TASK 1: Write out the chemo pump post from the words "Saturday, December 28, 2013" through the words "is not pleasant.".
TASK 2:
Answer these questions from the chemo pump post.
(a) At what time does the diary writer get up on February 7?
(b) Whom does the diary writer watch before going upstairs to shower?
(c) At what time does the diary writer eat after disconnecting the pump?

PASSAGE:
━━━━━━━━━━
Saturday, December 28, 2013
I Disconnect Myself from the Chemo Pump
Sunday February 7, 1993
Slept well until 6 a.m. After that I just rested. At 7:15 I woke Frank and we made love. It had been too long. Up at 8:15. I have orange juice. I have no appetite. Later I force some toast down.
I watch Reverend Schuller and feel somewhat better and optimistic. but I go upstairs to shower and feel so bad afterward that I fall back into bed my heart beating so hard. I try to sleep but only have terrible depressing thoughts of my funeral and what I'm wearing and how I look. I think of the hereafter but it is not pleasant.
Frank comes up. We cry. He deserves so much more than this. I decide to disconnect myself from the pump, my chemo. He agrees. I start feeling better very soon within the hours. I'm dressed, curled, hair, eye makeup and downstairs. Later I'm hungry. I eat at 4. I feel much better all evening.
So it's the chemo is what's making her feel awful, not the cancer. Look how much better she feels so quickly! I don't blame her for wanting to go off the chemo, but this is a very important decision. She is choosing death. Why is the hereafter not pleasant for her to think of I wonder? Is it just because she is so depressed, she can't focus on the glory of Heaven that awaits her? It was her strong faith at the end of her life that inspired me to turn back to Jesus, who promises eternal life if we believe in him. If I am dying, I would be calling my Christian friends to surround me and encourage me with their prayers, and to read God's promises from the Bible about eternal life.
━━━━━━━━━━
Saved entries:
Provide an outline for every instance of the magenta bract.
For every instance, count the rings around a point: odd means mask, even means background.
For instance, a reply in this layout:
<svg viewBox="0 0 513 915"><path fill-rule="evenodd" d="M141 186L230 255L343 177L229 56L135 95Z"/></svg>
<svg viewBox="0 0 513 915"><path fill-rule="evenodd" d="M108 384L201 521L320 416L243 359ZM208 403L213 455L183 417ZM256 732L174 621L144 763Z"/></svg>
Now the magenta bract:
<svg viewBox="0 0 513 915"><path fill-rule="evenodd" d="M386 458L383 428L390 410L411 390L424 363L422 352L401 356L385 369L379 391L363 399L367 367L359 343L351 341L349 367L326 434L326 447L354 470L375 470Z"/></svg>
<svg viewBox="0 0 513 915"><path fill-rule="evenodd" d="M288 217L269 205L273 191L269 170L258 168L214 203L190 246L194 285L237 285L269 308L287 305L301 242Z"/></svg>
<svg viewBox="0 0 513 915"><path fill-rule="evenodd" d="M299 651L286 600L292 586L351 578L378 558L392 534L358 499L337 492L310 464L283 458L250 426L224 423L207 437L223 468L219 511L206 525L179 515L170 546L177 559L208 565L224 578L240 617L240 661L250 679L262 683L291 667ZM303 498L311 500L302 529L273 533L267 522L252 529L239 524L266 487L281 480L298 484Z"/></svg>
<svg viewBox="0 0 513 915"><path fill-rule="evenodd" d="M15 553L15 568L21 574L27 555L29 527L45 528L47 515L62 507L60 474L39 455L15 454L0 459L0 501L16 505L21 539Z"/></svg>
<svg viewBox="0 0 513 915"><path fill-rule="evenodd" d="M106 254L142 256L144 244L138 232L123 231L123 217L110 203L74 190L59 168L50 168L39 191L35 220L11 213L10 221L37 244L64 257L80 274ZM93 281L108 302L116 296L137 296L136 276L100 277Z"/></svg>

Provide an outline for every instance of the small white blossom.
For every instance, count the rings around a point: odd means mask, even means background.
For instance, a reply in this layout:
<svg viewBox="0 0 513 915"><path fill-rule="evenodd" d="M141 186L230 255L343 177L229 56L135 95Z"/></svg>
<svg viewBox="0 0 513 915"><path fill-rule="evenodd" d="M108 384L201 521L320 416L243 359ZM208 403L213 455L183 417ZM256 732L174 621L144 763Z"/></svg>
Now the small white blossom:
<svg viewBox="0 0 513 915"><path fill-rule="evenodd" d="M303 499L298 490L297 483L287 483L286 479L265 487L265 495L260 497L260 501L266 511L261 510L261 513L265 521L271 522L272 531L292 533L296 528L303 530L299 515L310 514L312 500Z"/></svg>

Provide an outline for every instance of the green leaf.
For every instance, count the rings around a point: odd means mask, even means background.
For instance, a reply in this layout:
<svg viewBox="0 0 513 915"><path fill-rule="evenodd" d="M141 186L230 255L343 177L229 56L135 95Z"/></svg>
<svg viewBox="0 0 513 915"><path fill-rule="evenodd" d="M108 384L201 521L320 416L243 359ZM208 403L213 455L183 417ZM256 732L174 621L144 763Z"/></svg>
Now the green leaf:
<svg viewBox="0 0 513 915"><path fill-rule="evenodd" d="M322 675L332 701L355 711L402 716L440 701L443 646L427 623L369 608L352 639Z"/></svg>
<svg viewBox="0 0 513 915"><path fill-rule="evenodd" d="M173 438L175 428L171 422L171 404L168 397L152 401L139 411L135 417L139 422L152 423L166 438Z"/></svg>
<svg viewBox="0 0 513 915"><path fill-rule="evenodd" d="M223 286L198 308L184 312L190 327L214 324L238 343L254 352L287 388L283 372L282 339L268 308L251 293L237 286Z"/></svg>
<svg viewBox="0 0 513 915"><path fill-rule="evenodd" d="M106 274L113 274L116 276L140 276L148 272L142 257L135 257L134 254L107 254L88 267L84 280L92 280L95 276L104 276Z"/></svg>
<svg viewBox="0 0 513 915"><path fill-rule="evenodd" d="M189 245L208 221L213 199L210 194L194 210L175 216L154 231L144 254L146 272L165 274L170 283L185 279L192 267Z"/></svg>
━━━━━━━━━━
YOUR RESPONSE 1:
Saturday, December 28, 2013
I Disconnect Myself from the Chemo Pump
Sunday February 7, 1993
Slept well until 6 a.m. After that I just rested. At 7:15 I woke Frank and we made love. It had been too long. Up at 8:15. I have orange juice. I have no appetite. Later I force some toast down.
I watch Reverend Schuller and feel somewhat better and optimistic. but I go upstairs to shower and feel so bad afterward that I fall back into bed my heart beating so hard. I try to sleep but only have terrible depressing thoughts of my funeral and what I'm wearing and how I look. I think of the hereafter but it is not pleasant.

YOUR RESPONSE 2:
(a) 8:15
(b) Reverend Schuller
(c) At 4